··· SOURCE DATA

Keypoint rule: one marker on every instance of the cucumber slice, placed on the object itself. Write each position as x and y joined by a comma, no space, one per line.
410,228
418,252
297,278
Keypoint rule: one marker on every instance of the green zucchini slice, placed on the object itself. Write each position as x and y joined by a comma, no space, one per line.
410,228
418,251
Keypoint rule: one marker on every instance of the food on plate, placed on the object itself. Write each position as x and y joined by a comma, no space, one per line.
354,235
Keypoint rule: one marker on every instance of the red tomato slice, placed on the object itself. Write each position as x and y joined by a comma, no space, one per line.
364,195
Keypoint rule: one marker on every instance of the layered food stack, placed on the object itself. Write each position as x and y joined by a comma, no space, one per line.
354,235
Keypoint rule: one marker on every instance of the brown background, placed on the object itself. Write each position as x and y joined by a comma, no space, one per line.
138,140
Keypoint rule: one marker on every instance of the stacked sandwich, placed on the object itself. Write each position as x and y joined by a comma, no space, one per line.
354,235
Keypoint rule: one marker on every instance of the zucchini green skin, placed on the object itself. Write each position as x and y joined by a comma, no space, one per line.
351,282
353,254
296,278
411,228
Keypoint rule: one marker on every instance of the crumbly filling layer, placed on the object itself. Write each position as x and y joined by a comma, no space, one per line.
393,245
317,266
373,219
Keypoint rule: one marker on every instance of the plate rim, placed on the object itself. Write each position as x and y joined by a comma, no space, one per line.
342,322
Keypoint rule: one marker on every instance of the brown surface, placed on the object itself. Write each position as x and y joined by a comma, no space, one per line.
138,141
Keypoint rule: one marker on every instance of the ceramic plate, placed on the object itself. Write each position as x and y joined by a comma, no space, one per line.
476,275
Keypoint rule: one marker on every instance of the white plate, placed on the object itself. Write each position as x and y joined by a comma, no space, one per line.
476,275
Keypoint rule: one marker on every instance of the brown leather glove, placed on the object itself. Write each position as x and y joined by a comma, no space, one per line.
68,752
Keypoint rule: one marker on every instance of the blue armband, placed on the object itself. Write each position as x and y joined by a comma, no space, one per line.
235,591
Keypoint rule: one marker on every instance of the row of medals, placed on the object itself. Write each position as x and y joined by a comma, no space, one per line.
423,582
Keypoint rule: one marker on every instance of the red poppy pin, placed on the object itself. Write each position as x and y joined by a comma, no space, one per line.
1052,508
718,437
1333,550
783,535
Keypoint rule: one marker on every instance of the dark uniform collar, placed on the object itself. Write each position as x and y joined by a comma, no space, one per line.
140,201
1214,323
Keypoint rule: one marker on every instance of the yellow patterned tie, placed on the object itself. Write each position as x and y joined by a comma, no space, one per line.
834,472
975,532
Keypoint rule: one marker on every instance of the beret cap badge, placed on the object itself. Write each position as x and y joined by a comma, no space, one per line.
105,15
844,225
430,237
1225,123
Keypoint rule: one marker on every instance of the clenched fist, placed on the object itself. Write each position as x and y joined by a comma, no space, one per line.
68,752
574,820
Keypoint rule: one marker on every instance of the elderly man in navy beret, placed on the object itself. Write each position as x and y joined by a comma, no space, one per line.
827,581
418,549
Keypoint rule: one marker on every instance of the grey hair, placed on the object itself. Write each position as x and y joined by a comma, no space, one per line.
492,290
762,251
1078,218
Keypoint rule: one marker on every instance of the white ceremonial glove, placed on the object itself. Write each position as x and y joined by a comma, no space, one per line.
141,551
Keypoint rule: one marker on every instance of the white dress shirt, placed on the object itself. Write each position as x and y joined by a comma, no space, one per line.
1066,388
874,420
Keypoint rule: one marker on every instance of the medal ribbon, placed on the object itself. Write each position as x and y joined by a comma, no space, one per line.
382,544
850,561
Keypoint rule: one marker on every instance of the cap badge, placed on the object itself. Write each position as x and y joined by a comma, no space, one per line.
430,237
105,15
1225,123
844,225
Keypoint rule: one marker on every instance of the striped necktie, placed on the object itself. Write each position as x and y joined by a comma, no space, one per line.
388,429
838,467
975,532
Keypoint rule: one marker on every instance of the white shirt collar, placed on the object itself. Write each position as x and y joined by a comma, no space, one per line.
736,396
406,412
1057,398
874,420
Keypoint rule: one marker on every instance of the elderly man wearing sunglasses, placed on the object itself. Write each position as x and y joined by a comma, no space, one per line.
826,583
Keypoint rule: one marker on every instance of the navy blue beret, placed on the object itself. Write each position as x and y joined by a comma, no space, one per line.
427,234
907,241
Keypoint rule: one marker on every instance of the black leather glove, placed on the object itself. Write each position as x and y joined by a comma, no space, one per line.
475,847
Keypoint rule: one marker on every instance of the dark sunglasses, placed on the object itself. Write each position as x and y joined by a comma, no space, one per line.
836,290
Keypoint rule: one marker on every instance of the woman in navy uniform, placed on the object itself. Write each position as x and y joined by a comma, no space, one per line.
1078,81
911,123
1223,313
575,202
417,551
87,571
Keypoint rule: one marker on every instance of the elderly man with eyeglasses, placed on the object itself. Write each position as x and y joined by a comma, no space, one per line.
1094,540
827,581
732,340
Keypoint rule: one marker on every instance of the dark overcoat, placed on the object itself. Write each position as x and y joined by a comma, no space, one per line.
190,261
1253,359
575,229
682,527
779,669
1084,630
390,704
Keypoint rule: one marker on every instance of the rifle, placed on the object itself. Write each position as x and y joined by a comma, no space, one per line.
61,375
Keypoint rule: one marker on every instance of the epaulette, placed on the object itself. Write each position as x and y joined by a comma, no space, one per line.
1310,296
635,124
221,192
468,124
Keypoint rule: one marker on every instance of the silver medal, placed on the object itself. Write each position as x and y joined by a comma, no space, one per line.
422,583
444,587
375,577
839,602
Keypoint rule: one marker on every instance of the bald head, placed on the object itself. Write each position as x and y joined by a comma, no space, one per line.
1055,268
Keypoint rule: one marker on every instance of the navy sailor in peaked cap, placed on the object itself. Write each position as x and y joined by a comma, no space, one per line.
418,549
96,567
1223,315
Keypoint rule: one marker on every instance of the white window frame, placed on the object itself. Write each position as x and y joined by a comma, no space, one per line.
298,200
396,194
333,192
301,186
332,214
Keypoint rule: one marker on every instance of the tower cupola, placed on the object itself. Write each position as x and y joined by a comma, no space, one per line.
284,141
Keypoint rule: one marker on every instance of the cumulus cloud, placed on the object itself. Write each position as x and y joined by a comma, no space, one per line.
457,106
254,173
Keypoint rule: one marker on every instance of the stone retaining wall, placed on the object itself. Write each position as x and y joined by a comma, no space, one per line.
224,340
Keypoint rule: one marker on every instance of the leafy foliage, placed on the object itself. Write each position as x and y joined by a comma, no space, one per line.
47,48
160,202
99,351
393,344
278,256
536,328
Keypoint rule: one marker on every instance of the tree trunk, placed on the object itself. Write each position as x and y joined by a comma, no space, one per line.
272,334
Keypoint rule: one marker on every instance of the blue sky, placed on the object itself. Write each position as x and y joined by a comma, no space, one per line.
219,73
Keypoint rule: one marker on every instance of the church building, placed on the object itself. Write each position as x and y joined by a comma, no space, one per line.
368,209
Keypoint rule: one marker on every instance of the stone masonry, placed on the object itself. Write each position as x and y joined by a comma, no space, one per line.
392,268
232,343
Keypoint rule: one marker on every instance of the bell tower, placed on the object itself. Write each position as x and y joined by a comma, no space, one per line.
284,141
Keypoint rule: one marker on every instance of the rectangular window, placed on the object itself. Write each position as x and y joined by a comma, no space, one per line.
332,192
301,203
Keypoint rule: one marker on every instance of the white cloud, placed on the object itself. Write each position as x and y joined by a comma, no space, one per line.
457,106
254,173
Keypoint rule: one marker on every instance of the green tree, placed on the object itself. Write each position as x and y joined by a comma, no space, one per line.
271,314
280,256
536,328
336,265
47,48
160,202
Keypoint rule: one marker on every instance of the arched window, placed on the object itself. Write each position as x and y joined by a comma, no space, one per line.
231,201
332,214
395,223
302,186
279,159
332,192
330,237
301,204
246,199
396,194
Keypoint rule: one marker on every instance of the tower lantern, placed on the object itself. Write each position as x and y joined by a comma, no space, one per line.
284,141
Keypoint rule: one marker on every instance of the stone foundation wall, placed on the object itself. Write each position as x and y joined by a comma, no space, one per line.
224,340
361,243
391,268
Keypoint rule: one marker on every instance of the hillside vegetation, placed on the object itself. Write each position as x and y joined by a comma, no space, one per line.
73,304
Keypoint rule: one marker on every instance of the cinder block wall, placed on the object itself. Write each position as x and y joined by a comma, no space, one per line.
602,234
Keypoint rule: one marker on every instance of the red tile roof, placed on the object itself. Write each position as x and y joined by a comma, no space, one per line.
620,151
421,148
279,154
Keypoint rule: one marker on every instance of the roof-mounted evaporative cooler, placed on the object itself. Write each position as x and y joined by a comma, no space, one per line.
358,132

······

Reproduce, word for word, every line starting at the line that contains "Keypoint rule: one marker on every instance of the bell" and ending with the final line of the entries.

**EXERCISE RESULT:**
Keypoint rule: one marker on every instance of the bell tower, placed on the object itself. Write each position as x and y joined by a comma, no space, one per line.
284,141
Keypoint rule: one marker on every instance of the rectangular window, placed on the object itself. Write each position as x and y joined by a comma, no space, one per line.
332,192
301,203
Keypoint rule: one marker on every instance of the white cloud, placed on the object itself. Write each position as x and y joined by a comma, no space, one per line.
457,106
254,173
Keypoint rule: one marker on every instance of the green tree, placed on the object itself. Write each position as x and y joined by a comma, no space, one per line.
271,314
280,256
536,328
336,265
47,48
160,202
Keypoint rule: one marker on every instance of the arched window, placed on the object itself. Write each position as x and y joined by a comma, no space, one per line.
231,201
332,214
395,223
302,186
279,159
332,192
330,237
301,204
246,199
396,194
Keypoint rule: one marker on every instance of the tower lantern, placed on the object itself. Write each position as x and y joined by a comma, no space, one per line.
284,141
Keypoint rule: one marker on every instance of the stone foundation wall, placed on the object itself. Write each position as x and y joined by a comma, no space, one per line.
224,340
361,243
391,268
Keypoint rule: one marker on every instance of the hillside vegetation, placed on the object itself. Write each position as x and y joined by a comma, no space, one per line.
73,304
Keypoint rule: one marker on every instance of the cinder block wall, placed on the object itself. Write each position as x and y joined by a comma, no space, one per line.
602,234
Keypoint rule: one marker on every instance of the red tile roof, placed on the object itself. Write each position as x and y joined by a comma, no space, one per line.
620,151
421,148
279,154
Keypoint rule: one marker on every instance of the roof-mounted evaporative cooler, placed on the object itself. Write each position as x and y joined by a comma, no space, one per line.
358,132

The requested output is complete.